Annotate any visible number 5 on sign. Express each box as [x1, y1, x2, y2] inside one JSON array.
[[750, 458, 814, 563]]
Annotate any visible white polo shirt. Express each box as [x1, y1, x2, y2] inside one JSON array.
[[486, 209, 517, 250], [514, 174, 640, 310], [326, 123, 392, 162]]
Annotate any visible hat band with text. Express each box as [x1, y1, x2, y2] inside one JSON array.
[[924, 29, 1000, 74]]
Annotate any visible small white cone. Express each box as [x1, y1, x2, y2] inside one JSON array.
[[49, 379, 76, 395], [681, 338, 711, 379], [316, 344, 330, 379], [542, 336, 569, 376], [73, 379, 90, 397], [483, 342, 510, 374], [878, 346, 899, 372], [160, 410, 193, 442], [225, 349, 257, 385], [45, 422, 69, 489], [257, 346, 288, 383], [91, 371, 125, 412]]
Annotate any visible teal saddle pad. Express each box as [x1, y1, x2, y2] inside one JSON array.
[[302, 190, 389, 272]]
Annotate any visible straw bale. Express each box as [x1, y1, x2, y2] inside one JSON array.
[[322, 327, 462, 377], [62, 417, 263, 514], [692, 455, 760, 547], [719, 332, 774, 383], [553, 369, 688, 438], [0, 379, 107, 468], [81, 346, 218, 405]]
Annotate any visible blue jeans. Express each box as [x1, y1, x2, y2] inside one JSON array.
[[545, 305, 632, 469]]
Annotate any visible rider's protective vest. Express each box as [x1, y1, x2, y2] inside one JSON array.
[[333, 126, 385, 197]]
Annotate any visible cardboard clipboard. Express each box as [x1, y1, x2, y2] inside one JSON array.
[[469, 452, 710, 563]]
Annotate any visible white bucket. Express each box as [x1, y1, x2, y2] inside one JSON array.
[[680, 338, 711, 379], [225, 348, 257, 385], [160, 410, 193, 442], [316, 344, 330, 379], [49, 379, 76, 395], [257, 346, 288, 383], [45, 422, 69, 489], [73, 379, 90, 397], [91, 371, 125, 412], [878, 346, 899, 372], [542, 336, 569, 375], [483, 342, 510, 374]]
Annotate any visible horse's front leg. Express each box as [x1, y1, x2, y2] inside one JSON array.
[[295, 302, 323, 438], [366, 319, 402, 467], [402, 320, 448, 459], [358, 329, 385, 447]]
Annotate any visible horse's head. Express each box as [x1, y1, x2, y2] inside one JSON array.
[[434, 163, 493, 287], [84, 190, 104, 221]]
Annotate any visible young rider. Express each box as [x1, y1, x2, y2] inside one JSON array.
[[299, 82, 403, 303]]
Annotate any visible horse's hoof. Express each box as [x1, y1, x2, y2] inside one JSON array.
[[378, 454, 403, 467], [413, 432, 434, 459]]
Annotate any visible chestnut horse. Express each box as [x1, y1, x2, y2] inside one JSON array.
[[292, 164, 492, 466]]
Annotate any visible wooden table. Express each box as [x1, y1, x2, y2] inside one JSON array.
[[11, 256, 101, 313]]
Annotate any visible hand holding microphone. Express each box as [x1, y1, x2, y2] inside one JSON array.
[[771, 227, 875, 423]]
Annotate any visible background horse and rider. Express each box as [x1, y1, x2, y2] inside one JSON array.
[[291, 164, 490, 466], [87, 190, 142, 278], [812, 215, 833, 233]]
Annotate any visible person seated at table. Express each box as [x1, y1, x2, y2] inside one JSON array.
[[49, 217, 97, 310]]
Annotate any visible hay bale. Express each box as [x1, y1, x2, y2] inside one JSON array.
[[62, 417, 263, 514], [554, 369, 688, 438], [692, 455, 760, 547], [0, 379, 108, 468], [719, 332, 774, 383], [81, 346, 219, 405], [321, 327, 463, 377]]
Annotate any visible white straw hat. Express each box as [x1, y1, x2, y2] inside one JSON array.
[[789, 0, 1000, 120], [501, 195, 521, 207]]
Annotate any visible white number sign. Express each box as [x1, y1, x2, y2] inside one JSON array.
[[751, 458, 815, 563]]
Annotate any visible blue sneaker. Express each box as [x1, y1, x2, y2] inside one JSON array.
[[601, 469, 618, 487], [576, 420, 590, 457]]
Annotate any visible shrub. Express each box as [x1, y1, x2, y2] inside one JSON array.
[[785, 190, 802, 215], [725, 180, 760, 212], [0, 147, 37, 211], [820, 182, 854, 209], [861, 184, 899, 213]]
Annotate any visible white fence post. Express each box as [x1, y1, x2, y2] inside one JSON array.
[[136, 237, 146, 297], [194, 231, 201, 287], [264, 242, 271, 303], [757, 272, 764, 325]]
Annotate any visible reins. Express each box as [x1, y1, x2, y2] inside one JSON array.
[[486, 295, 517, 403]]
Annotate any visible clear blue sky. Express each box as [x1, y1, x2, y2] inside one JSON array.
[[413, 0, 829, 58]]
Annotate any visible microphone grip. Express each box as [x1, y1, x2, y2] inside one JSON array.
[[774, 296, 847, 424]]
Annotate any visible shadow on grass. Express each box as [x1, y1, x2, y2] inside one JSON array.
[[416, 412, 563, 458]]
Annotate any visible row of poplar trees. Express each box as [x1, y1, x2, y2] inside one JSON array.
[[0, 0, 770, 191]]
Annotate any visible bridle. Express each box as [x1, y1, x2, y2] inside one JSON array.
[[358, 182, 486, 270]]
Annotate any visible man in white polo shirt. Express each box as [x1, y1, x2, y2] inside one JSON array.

========================================================================

_INSTRUCTION:_ Rewrite the listing above as a numbered list, leaving out any blank lines.

_RESULT OF THE TASK:_
1. Annotate any visible number 5 on sign. Express each box as [x1, y1, x2, y2] inside one JSON array.
2. [[750, 458, 814, 563]]
3. Annotate any visible white polo shirt. Express each box as [x1, y1, x2, y2] inside one JSON array.
4. [[486, 209, 517, 250], [514, 174, 640, 310], [326, 123, 392, 162]]
5. Annotate any visible hat band with text. Express each box as [x1, y1, x2, y2] inside one JSON array.
6. [[924, 29, 1000, 74]]
7. Annotate any visible small white cone. Express each box as [x1, y1, x2, y2] inside one JSON array.
8. [[49, 379, 76, 395], [681, 338, 711, 379], [316, 344, 330, 379], [542, 336, 569, 376], [73, 379, 90, 397], [483, 342, 510, 374], [878, 346, 899, 372], [160, 410, 193, 442], [225, 349, 257, 385], [45, 422, 69, 489], [257, 346, 288, 383], [91, 371, 125, 412]]
9. Annotate any visible teal saddle pad. Express each box as [x1, y1, x2, y2] inside one JSON array.
10. [[302, 190, 389, 272]]
11. Annotate any visible straw bale. Express each box as [x1, y1, x2, y2] inside one JSON array.
12. [[322, 327, 462, 377], [62, 417, 263, 514], [692, 455, 760, 547], [719, 332, 774, 383], [553, 369, 688, 438], [0, 379, 107, 468], [81, 346, 218, 405]]
13. Annotate any visible blue jeans. Express each box as [x1, y1, x2, y2] inside one JSON array.
14. [[545, 305, 632, 469]]
15. Annotate any visible rider's protective vest. Express each box as [x1, y1, x2, y2] inside one JSON array.
16. [[333, 126, 385, 197]]
17. Annotate any visible cardboard clipboard. Express each box as [x1, y1, x2, y2] inside one JSON array.
18. [[469, 452, 710, 563]]
19. Annotate any visible white bucket. Express each box as [x1, y1, x2, y2] inside one JSON array.
20. [[680, 338, 711, 379], [225, 348, 257, 385], [160, 410, 193, 442], [316, 344, 330, 379], [49, 379, 76, 395], [257, 346, 288, 383], [45, 422, 69, 489], [73, 379, 90, 397], [91, 371, 125, 412], [878, 346, 899, 372], [542, 336, 569, 375], [483, 342, 510, 374]]
21. Annotate any visible horse's front leg. Express each box as [x1, y1, x2, y2] inside one JSON array.
22. [[295, 302, 323, 438], [366, 319, 402, 467], [402, 320, 448, 459], [358, 329, 385, 447]]
23. Annotate any visible horse's head. Express each box as [x1, y1, x2, y2] inside one JSON array.
24. [[434, 163, 493, 287], [84, 190, 104, 221]]
25. Annotate any visible young rider. Express each box as [x1, y1, x2, y2] inside one JSON array.
26. [[299, 82, 403, 303]]
27. Annotate any visible horse's hoof. Express each box as [x1, y1, x2, y2] inside one JSON array.
28. [[378, 454, 403, 467], [413, 432, 434, 459]]
29. Annotate any visible chestnut horse. Express each box as [x1, y1, x2, y2] inside one JSON array.
30. [[292, 164, 492, 466]]
31. Annotate any visible wooden table. Express each box as [x1, y1, x2, y2] inside one JSON array.
32. [[11, 256, 101, 313]]
33. Annotate any visible hand holding microphone. Express each box as [x1, y1, x2, y2] inside one JSON array.
34. [[771, 227, 875, 423]]
35. Annotate any visible background horse and rider. Express each box as [x1, y1, x2, y2] inside one JSON array.
36. [[291, 164, 490, 466], [87, 190, 142, 278], [812, 215, 833, 233]]
37. Annotate any visible person seated at table. Express each box as [x1, y1, x2, y2] inside one JSON array.
38. [[49, 217, 97, 310]]
39. Annotate any visible hay bale. Express each box as [x1, y1, x2, y2] inside one JSON array.
40. [[62, 417, 263, 514], [554, 369, 688, 438], [692, 455, 760, 547], [0, 379, 108, 468], [719, 332, 774, 383], [81, 346, 219, 405], [321, 327, 463, 377]]
41. Annotate any visible white straw hat. Express each box as [x1, y1, x2, y2] inside one JSON array.
42. [[789, 0, 1000, 120], [501, 195, 521, 207]]
43. Annotate any visible white number sign. Express each box as [x1, y1, x2, y2] inside one JSON array.
44. [[751, 458, 815, 563]]
45. Annotate any visible blue sneaker. Express each box as [x1, y1, x2, y2] inside one JSON array.
46. [[601, 469, 618, 487], [576, 420, 590, 457]]
47. Annotate any visible shrub. Express each box as [x1, y1, x2, y2] inside one JSON array.
48. [[785, 190, 802, 215], [725, 180, 760, 212], [0, 147, 37, 211], [820, 182, 854, 209], [861, 184, 899, 213]]
49. Annotate any visible white fence post. Express each box as [x1, y1, x2, y2] inside one JSON array.
50. [[136, 237, 146, 297], [194, 231, 201, 287], [264, 242, 271, 303], [757, 272, 764, 325]]
51. Annotate any visible reins. Express each box as [x1, y1, x2, y2] inside one JSON array.
52. [[486, 295, 517, 403]]
53. Annotate any visible clear blue sky. Express each box as [x1, y1, x2, y2] inside one JSON array.
54. [[413, 0, 829, 58]]
55. Annotate any visible microphone grip. Express each box as [x1, y1, x2, y2] inside one JSON array.
56. [[774, 296, 847, 424]]
57. Annotate any visible shadow on grass. Express each box as [x1, y1, x2, y2] inside one JSON array.
58. [[416, 412, 563, 458]]
59. Annotate any visible row of poplar trees. Express each box as [x1, y1, x2, y2] inside one JSON array.
60. [[0, 0, 770, 191]]
61. Annotate any visible bridle. Express each box as [x1, y1, x2, y2] inside one JSON array.
62. [[358, 182, 486, 270]]
63. Annotate any visible man in white polo shirt. Express each box as [x1, y1, x2, y2] inside one JSON array.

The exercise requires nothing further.